About this task — Transcribe the full listing below, word for word, without pictures.
────────────────
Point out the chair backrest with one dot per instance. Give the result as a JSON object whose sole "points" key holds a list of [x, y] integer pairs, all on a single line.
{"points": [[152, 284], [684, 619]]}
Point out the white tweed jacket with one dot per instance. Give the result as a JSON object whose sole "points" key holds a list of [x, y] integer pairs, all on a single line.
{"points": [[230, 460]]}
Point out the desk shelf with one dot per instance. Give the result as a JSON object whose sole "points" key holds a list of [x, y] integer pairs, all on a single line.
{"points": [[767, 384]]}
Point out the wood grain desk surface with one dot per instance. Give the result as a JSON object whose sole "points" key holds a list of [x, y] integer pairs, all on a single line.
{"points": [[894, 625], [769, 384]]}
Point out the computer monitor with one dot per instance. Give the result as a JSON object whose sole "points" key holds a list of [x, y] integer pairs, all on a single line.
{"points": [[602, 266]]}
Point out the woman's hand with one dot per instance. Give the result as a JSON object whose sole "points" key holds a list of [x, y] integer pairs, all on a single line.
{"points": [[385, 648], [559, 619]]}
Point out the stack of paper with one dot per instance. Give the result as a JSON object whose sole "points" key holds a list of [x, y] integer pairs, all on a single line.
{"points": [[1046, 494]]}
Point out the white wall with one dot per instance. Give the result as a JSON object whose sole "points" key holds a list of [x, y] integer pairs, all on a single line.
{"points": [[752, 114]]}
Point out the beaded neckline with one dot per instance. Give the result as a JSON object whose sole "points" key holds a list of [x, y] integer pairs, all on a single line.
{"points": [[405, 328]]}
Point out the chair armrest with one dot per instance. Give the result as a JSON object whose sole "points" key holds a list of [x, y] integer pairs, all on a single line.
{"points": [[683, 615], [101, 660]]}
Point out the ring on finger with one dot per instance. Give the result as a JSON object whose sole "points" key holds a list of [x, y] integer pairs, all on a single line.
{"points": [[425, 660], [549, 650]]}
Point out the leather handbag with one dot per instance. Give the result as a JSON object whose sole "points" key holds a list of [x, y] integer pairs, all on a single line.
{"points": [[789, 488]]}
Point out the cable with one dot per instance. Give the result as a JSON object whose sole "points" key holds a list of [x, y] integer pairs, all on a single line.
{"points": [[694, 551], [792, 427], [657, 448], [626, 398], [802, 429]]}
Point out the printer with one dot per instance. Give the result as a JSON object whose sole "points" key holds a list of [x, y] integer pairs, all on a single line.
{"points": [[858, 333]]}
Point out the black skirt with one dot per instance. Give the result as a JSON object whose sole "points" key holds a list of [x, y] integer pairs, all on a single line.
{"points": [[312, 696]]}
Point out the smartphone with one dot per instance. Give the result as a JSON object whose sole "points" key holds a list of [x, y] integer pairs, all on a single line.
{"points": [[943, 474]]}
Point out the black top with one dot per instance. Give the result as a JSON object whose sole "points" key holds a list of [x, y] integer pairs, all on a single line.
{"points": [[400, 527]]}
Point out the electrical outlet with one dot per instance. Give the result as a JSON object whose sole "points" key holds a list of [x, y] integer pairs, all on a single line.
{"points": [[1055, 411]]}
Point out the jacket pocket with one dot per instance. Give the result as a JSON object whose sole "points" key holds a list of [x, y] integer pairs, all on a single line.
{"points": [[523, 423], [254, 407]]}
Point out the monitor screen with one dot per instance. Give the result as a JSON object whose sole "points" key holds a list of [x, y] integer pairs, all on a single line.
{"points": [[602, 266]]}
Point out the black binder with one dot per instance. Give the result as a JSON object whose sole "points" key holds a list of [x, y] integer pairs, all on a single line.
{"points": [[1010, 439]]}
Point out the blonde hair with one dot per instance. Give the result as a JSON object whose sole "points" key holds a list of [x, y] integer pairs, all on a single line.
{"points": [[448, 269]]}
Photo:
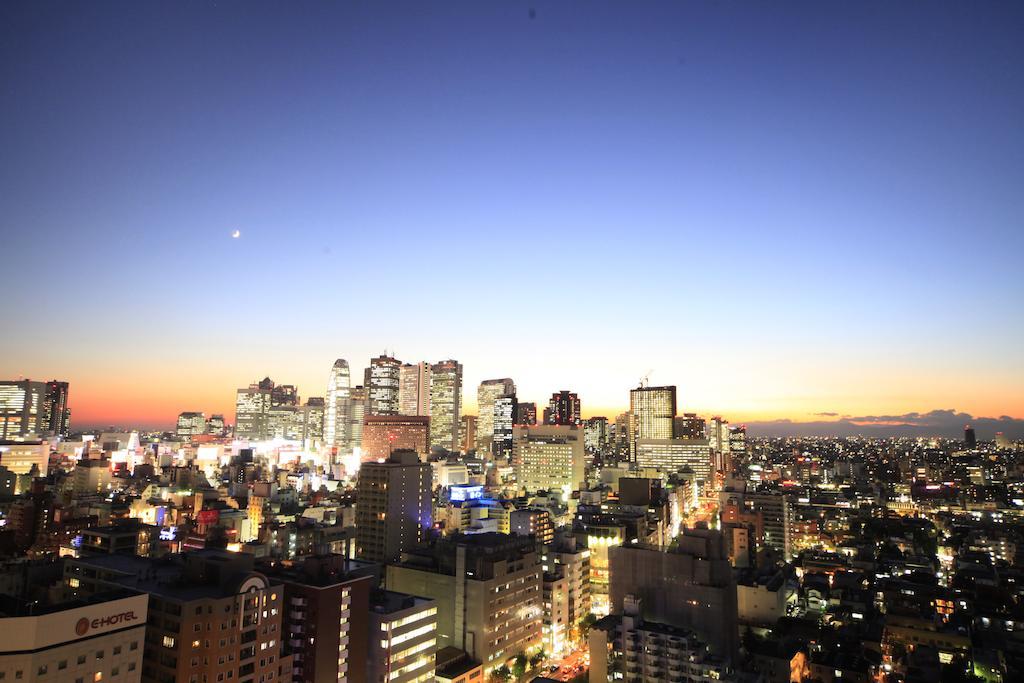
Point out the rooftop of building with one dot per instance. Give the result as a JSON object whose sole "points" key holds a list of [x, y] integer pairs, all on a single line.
{"points": [[320, 570], [12, 606], [452, 663], [194, 575], [390, 602], [481, 549]]}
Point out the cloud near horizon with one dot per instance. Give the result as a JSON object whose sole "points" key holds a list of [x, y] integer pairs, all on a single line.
{"points": [[947, 423]]}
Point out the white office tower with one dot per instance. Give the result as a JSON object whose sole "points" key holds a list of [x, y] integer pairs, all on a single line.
{"points": [[445, 404], [486, 394], [414, 389], [337, 412]]}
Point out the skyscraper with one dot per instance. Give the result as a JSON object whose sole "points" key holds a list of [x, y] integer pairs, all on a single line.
{"points": [[56, 415], [215, 425], [486, 393], [652, 412], [563, 409], [718, 433], [548, 457], [414, 389], [382, 380], [688, 425], [445, 404], [596, 434], [357, 414], [190, 424], [392, 506], [384, 433], [22, 409], [338, 409], [311, 416], [525, 414], [252, 408], [467, 433], [504, 419]]}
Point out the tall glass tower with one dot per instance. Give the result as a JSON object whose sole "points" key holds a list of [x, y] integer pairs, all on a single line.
{"points": [[337, 412]]}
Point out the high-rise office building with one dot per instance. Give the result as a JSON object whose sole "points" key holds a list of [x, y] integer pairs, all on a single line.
{"points": [[628, 647], [487, 589], [467, 433], [525, 414], [358, 411], [312, 421], [689, 586], [548, 457], [486, 393], [283, 394], [563, 409], [503, 421], [383, 434], [404, 629], [382, 381], [672, 455], [190, 424], [596, 434], [689, 425], [652, 412], [215, 425], [445, 404], [338, 409], [326, 615], [718, 434], [414, 389], [393, 509], [23, 409], [56, 415], [252, 408]]}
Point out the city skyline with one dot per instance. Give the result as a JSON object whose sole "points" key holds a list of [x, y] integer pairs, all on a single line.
{"points": [[707, 184]]}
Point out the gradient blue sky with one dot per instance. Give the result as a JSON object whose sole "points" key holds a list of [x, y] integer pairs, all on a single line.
{"points": [[782, 208]]}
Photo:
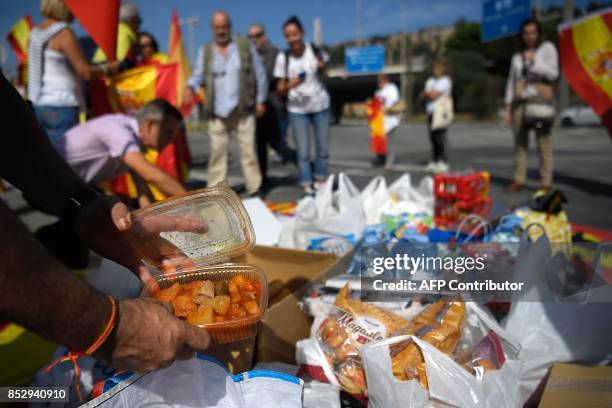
────────────────
Solved problem —
Point out the chair backrest with one dot per instance. Give the result as a JSON object whose sole "points" key holds a list of [x, y] integer pairs, all on a single line.
{"points": [[152, 284], [684, 619]]}
Point out the white tweed jacket with one dot per instance. Give the result as a JSON object whose sole "points" key holds a list of [x, y] integer pairs, all on a single line.
{"points": [[230, 460]]}
Point out the desk shelf with one dot per instance. Give the result as a JSON object whose sole "points" key holds a list of [x, y] integer pairs, all on a single line.
{"points": [[767, 384]]}
Point out the wood grain desk surface with one dot per instance. Give the result as a JSON object whose sole "points" key holds a list of [x, y] integer pairs, all on a single line.
{"points": [[894, 625], [769, 384]]}
Point out the computer monitor with one dot per instance. Give the result as a JSON object whose sole "points" key holds a list of [x, y] integer pairs, all on a single line.
{"points": [[602, 266]]}
Point out the woman's hand with one dot per instance. Give the result as a JSON object whose sole "points" key holds a list of [x, y] integer pairs, all on a single line.
{"points": [[385, 648], [559, 619]]}
Point out the stack of paper with one dot per instance. Give the result as a JSON object whose sole "points" key holds a list of [x, y] integer pairs, all on a single line.
{"points": [[1046, 494]]}
Point out the white wall with one dot per instance. Give the result as a JSON object whose sole "points" key holds a list of [x, y] integer pairs, all on a single line.
{"points": [[752, 114]]}
Point out the beaded neckline with one dot per instance. Give the result as a JSON object whose sole "points" key holds a list of [x, y] integer pairs, all on a single line.
{"points": [[405, 328]]}
Point out the chair armrest with one dot per instance. Give the result as a JSON object whose sole "points" key holds a list of [x, y] integer pairs, all on a single line.
{"points": [[683, 615], [101, 660]]}
Point out the ring on finger with one dot per instance. Give the result as a JSON object whose sole "points" key holds a list of [x, y] integer pairs, all on a single line.
{"points": [[425, 660], [549, 650]]}
Point out the leather handbag with one dot per instance. Give the result as a JSON object whose sole "points" key holds a list of [x, y] integer pairs, all on a single line.
{"points": [[789, 488]]}
Point out the cable with one dot per instance. Give the result as a JSON object whose sole "points" key holds a list of [x, y] integer pairs, all on a single line.
{"points": [[694, 551], [792, 427], [657, 448], [626, 398], [802, 429]]}
Point out the printer with one dot per instance. Give the result as a JSON object whose sole "points" key holds a list of [x, y] integer pairs, all on a single line.
{"points": [[858, 333]]}
Point out the black skirt with one dot per instance. Give the result as a JSON object whose sole "points" key holds a list of [x, y] integer pairs, all on a single line.
{"points": [[312, 696]]}
Point out the smartphone with one dot per instance. Give the result as a JSON object whose sole "points" key holds a list of [x, y] integer pairs, all on a single line.
{"points": [[943, 474]]}
Point out the black top with one dot per instance. Give the result as a JSON object whose sole "points" key holds a list of [x, y] integer pairs, all on a single line.
{"points": [[400, 527]]}
Point out the electrical outlet with one dot per instance. Give the result as a JSON object whose sole "points" key holds a list of [x, y] integer pairs, all on a single line.
{"points": [[1055, 411]]}
Point out the jacket pocket with one dot per instance. Give the result as a JSON object whose sole "points" key holds a list of [x, y] integer pairs, all on a single line.
{"points": [[523, 423], [254, 407]]}
Point out the monitor screen with one dot per instance. Give the result as a JSON object whose sole "points" key holds a list of [x, y] integer pairs, all on a single line.
{"points": [[602, 266]]}
Point out the black binder with one dot per instance. Give the result as a JSON object whose sole "points" key holds a list of [x, y] integer pairs, all on a single line.
{"points": [[1010, 439]]}
Point out the blonde hair with one dot per instance. Give the result as a JSON object whose sole "points" key holds a list of [x, y] integer pairs, all on a single line.
{"points": [[448, 269]]}
Photo:
Point out the rooftop of building with one dot per instance. Give the result as a JSON object whose sole "points" key holds a list of [x, y] integer pairs, all on a single line.
{"points": [[320, 570], [12, 606], [452, 663], [194, 575], [390, 602], [481, 549]]}
Point out the cloud near horizon with one dot per instance. Give the result as a JSON object whose sole "points" key holds a list of [x, y] integer pairs, all on a single line.
{"points": [[947, 423]]}
Point out the white office tower with one dot per instance. Give the result as a JSON object whose sole "points" key holds a list of [x, y] integer pairs, all on a single line.
{"points": [[445, 404], [486, 394], [414, 389], [337, 412]]}
Point out the skyscraper with one dot per instance. Give the result as a JSON object whose sole "points" key holds a list of [x, y] integer pairs, all on a single line.
{"points": [[56, 415], [215, 425], [486, 393], [652, 412], [563, 409], [718, 433], [548, 457], [414, 389], [382, 380], [688, 425], [445, 404], [596, 434], [357, 414], [190, 424], [392, 506], [384, 433], [22, 409], [338, 409], [311, 416], [525, 414], [252, 408], [467, 433], [504, 419]]}
Point out the tall glass tower with one dot per instance. Give the result as a JSON object whose sole "points" key holds a list of [x, y] integer pairs, all on a single line.
{"points": [[337, 412]]}
Point out the high-rise office building with one dot per instance. Give the result as a JSON object whose sole "points" key holds a list of [x, y] integer pairs, all on a single line.
{"points": [[628, 647], [487, 589], [467, 433], [525, 414], [358, 411], [312, 421], [689, 586], [548, 457], [486, 393], [283, 394], [563, 409], [503, 421], [383, 434], [404, 629], [382, 381], [672, 455], [190, 424], [596, 434], [689, 425], [652, 412], [215, 425], [445, 404], [338, 409], [326, 615], [718, 434], [414, 389], [393, 509], [23, 409], [56, 415], [252, 408]]}
Point out the city skyline with one dot per instance. Give the result as a JSON object whose sole "points" key holds a list of [x, y] integer pairs, all on a single line.
{"points": [[707, 184]]}
Point out the gradient blue sky with one dot per instance. Give the result as a JSON object whose sole "points" key holds a list of [x, y] integer pairs, all on a single line.
{"points": [[782, 208]]}
Photo:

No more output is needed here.